SOURCE EXTRACT

╭──

Graham Lumber was one of at least three cases decided this year in the 1st Circuit addressing the issue of web-based jurisdiction.
In April, Saris applied a “targeting” test in a personal injury case in which the parties disputed web-based jurisdiction.
Mukarker v. City of Philadelphia, et al. (Lawyers Weekly No. 02-158-16) involved a Massachusetts resident injured in a fall at Philadelphia International Airport.
In granting the defendants’ motion to dismiss the premises liability action for lack of personal jurisdiction, Saris rejected the plaintiff’s argument that the municipal airport purposefully availed itself of the privileges of conducting activities in Massachusetts by operating a passive website that merely provided traveler information.
“Plaintiff provides no evidence that the Airport deliberately targeted Massachusetts through its website or otherwise,” Saris wrote.
Underscoring how jurisdictional factors can weigh differently depending on the case is a January decision issued by the 1st Circuit. In A Corp. v. All American Plumbing, Inc. (Lawyers Weekly No. 01-019-16), the 1st Circuit affirmed a dismissal granted by U.S. District Court Judge Rya W. Zobel.
The case involved a trademark dispute between Massachusetts and Arizona plumbing companies. The plaintiff argued that the U.S. District Court in Massachusetts had specific personal jurisdiction by virtue of the Arizona defendant’s operation of an interactive website that used a trademark the plaintiff claimed was confusingly similar to its own.
The 1st Circuit concluded that the plaintiff failed to satisfy both the relatedness and purposeful availment prongs of the due process inquiry for specific jurisdiction. Any lost business suffered by the plaintiff’s Arizona franchisee as a result of the alleged confusion in marks was too tangential to support jurisdiction in Massachusetts, the court found.

╰──

INFORMATION SHOWN
╭──

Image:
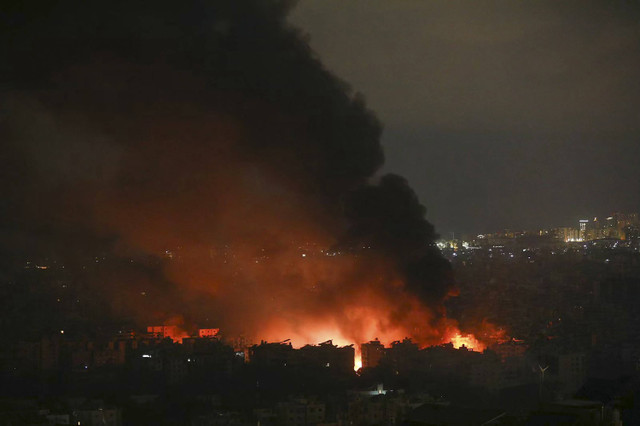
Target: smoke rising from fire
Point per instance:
(207, 135)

╰──

WHAT THIS EXERCISE ASKS
[A] According to the jurisdiction article, whose dismissal did the 1st Circuit affirm in A Corp. v. All American Plumbing, Inc.?
[B] Continue the jurisdiction article after its final sentence, which ends "too tangential to support jurisdiction in Massachusetts, the court found."
The listing was taken from a different source than the jurisdiction article.

EXERCISE RESPONSES
[A] U.S. District Court Judge Rya W. Zobel's

[B]
With respect to purposeful availment, the 1st Circuit noted that the defendant’s website offered no “genuine” interactive features, such as a mechanism that would allow Massachusetts residents to order goods or services.
A 2013 legal malpractice case from Rhode Island shows that personal jurisdiction may be triggered when a defendant’s website expressly solicits business across the country.
In Dennett v. Archuleta, et al. (Lawyers Weekly No. 52-003-13), a Rhode Island client hired Texas attorneys to pursue medical-malpractice claims. The client later sued the attorneys in Rhode Island federal court for legal malpractice.
The defendant attorneys moved to dismiss, but in determining personal jurisdiction, U.S. District Court Judge William E. Smith found it significant that the lawyers created a website offering to “represent [clients] regardless of where [they] live” and to handle claims in all 50 states.
“Defendants made themselves out to be a nationwide law firm representing clients throughout the country,” Smith wrote. “With the benefits of a nationwide law practice come certain risks.”
Monestier said targeting with a website can take many forms. In addition to making express offerings of products or services to customers in particular states or all 50 states, as the law firm in Dennett did, websites may offer “click here” functions for users according to their state, Monestier said.
She added that lawyers would want to look to whether a defendant purchased Google ad words or hired a search engine optimization service to help drive out-of-state traffic to their websites.
“That would probably suffice for purposeful availment,” she said.